Task to carry out |
Copy the entries below word for word, beginning at the line that contains "query: green grass" and stopping after the line that contains "124 128 L 113".

<<<<

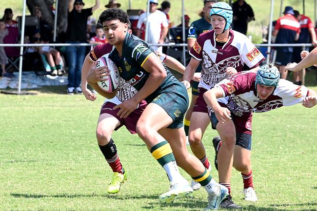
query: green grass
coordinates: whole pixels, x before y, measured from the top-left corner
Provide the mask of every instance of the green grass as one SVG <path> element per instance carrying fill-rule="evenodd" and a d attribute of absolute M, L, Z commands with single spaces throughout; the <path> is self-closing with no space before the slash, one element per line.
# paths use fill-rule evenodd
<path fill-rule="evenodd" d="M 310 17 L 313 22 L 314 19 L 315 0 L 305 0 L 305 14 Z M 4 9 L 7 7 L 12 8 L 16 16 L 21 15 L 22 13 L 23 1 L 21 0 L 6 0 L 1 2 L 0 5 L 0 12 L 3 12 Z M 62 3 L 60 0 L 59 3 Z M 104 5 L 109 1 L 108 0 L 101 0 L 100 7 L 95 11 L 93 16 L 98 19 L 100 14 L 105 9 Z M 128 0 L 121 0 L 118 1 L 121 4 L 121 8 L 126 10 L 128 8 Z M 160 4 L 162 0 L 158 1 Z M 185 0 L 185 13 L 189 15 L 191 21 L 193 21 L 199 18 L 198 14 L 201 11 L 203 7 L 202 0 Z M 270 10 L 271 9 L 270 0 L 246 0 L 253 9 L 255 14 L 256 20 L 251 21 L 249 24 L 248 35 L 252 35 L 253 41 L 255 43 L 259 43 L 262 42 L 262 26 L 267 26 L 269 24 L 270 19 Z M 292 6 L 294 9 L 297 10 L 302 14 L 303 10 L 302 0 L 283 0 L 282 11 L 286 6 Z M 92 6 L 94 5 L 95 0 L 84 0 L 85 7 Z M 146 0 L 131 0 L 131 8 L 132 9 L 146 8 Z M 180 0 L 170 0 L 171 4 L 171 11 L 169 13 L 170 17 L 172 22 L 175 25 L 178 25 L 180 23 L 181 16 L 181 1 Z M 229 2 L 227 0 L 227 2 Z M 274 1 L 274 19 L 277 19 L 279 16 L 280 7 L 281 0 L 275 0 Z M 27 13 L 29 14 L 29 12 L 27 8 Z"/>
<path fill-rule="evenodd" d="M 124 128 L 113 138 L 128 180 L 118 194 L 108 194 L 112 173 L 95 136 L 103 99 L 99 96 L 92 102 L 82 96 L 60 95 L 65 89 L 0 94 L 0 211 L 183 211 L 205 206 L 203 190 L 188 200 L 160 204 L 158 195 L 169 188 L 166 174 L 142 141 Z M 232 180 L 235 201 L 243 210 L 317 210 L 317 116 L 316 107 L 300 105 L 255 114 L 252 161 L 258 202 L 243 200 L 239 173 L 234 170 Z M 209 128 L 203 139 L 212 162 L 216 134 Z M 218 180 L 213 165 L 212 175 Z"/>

>>>>
<<<<

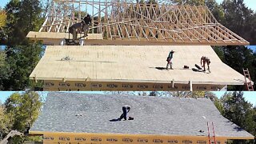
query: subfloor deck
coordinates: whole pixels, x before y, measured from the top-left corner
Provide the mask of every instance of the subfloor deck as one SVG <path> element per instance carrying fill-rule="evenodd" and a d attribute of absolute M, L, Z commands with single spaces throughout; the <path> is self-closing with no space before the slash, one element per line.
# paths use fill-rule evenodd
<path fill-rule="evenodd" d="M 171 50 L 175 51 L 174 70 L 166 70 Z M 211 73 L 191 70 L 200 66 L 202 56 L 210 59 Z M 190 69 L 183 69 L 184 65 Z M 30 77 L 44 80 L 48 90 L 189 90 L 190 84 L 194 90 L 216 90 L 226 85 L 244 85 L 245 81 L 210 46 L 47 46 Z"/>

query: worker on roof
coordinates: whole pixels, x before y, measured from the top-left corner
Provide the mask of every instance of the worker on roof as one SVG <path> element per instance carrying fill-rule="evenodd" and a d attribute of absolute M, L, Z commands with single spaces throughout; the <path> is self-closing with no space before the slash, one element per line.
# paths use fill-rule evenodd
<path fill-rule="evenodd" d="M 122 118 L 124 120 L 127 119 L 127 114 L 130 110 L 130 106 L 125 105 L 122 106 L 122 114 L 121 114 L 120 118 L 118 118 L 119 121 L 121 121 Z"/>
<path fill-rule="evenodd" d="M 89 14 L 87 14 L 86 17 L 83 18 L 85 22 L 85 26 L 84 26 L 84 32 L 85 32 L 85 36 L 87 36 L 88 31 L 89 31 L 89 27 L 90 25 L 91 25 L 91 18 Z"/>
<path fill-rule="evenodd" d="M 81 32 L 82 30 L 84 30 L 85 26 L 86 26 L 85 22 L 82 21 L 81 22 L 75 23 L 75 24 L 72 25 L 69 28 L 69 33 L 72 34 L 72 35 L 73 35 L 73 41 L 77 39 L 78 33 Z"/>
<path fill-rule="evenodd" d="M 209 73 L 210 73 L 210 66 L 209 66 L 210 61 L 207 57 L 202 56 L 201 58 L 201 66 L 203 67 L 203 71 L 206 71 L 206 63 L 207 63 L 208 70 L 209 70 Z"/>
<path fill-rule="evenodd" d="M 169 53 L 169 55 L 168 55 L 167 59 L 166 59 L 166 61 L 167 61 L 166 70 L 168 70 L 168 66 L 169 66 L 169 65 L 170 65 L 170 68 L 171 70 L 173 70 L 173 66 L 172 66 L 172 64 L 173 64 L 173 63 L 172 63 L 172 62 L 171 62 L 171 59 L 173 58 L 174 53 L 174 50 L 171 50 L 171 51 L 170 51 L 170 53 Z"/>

>>>>

Worked solution |
query: green grass
coordinates: whole pixels, x before y, measured from the top-left corner
Provide the mask of every instance of the green grass as one SVG <path> element per instance carrying fill-rule="evenodd" and a d attribute of absolute M, L, Z commands with single spaces throughout; the <path> is self-closing with no space before the slash, one element per line.
# paths use fill-rule evenodd
<path fill-rule="evenodd" d="M 310 17 L 313 22 L 314 19 L 315 0 L 305 0 L 305 14 Z M 4 9 L 7 7 L 12 8 L 16 16 L 21 15 L 22 13 L 23 1 L 21 0 L 6 0 L 1 2 L 0 5 L 0 12 L 3 12 Z M 62 3 L 60 0 L 59 3 Z M 104 5 L 109 1 L 108 0 L 101 0 L 100 7 L 95 11 L 93 16 L 98 19 L 100 14 L 105 9 Z M 128 0 L 121 0 L 118 1 L 121 4 L 121 8 L 126 10 L 128 8 Z M 160 4 L 162 0 L 158 1 Z M 185 0 L 185 13 L 189 15 L 191 21 L 193 21 L 199 18 L 198 14 L 201 11 L 203 7 L 202 0 Z M 270 10 L 271 9 L 270 0 L 246 0 L 253 9 L 255 14 L 256 20 L 251 21 L 249 24 L 248 35 L 252 35 L 253 41 L 255 43 L 259 43 L 262 42 L 262 26 L 267 26 L 269 24 L 270 19 Z M 292 6 L 294 9 L 297 10 L 302 14 L 303 10 L 302 0 L 283 0 L 282 11 L 286 6 Z M 92 6 L 94 5 L 95 0 L 84 0 L 85 7 Z M 146 0 L 131 0 L 131 8 L 132 9 L 146 8 Z M 180 0 L 170 0 L 171 4 L 171 11 L 169 13 L 170 17 L 172 22 L 175 25 L 178 25 L 180 23 L 181 16 L 181 1 Z M 229 2 L 227 0 L 227 2 Z M 274 1 L 274 19 L 277 19 L 279 16 L 280 7 L 281 0 L 275 0 Z M 27 13 L 29 14 L 29 12 L 27 8 Z"/>
<path fill-rule="evenodd" d="M 124 128 L 113 138 L 128 180 L 118 194 L 108 194 L 112 173 L 95 136 L 103 99 L 99 96 L 92 102 L 82 96 L 60 95 L 65 89 L 0 94 L 0 211 L 183 211 L 205 206 L 203 190 L 188 200 L 160 204 L 158 195 L 169 188 L 166 174 L 142 141 Z M 232 180 L 235 201 L 243 210 L 317 210 L 317 116 L 316 107 L 300 105 L 255 114 L 252 161 L 258 202 L 243 200 L 239 173 L 234 170 Z M 209 128 L 203 139 L 212 162 L 216 134 Z M 218 180 L 213 165 L 212 175 Z"/>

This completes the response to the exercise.